- Brief
Everything from the line containing "of the mosaic" through the line containing "white drawer, listing" should be repeated exactly, and nothing else from the data.

- Listed records
- Opening Delimiter -

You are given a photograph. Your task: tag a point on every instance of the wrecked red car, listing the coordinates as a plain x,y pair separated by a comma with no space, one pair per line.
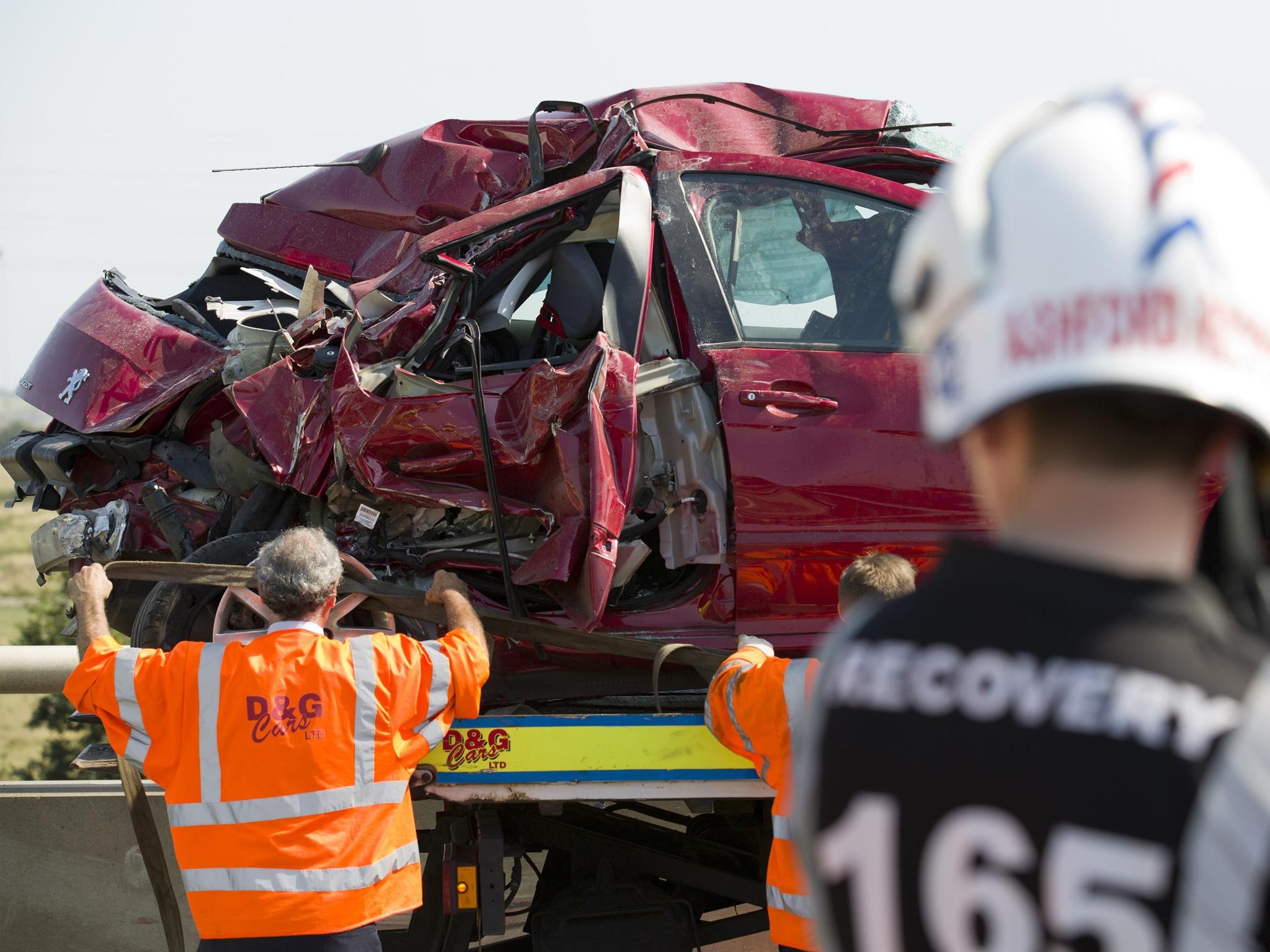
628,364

- Closing Delimiter -
- Opening Delimiter -

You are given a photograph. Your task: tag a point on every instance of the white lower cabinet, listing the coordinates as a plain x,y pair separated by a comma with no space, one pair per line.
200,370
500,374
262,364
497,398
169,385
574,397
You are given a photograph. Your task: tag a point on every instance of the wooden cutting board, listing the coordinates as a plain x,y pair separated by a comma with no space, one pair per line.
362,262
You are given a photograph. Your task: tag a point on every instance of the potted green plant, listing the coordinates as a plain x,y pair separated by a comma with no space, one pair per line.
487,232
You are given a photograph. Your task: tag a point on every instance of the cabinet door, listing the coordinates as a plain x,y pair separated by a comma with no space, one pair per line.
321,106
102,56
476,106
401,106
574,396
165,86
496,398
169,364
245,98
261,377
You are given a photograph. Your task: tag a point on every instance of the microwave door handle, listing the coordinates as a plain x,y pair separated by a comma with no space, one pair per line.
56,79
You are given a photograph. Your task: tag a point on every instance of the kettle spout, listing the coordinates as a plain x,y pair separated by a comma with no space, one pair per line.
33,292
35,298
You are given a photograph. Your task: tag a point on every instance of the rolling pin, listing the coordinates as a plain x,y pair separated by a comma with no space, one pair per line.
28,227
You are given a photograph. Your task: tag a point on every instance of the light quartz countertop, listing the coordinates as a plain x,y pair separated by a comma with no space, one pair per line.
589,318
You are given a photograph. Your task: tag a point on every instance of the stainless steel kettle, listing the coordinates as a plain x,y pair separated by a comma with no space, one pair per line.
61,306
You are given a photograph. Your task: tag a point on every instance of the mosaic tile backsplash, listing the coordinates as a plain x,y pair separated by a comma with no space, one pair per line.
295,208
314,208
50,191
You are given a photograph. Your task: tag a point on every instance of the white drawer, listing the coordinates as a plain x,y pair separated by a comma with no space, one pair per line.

- Closing Delimiter -

- Answer space
You are given a photograph. Your task: tag a point on every instance of the mosaic tile backsplash, listing the coordinates as a plain x,y pair separated by a comma with no space, one pair per line.
295,208
314,208
50,191
You are given a photograph. Your task: tag a point on every instance of the white drawer, listing the coordinates as a plain x,y pair separated by a comma with no space, one pair per line.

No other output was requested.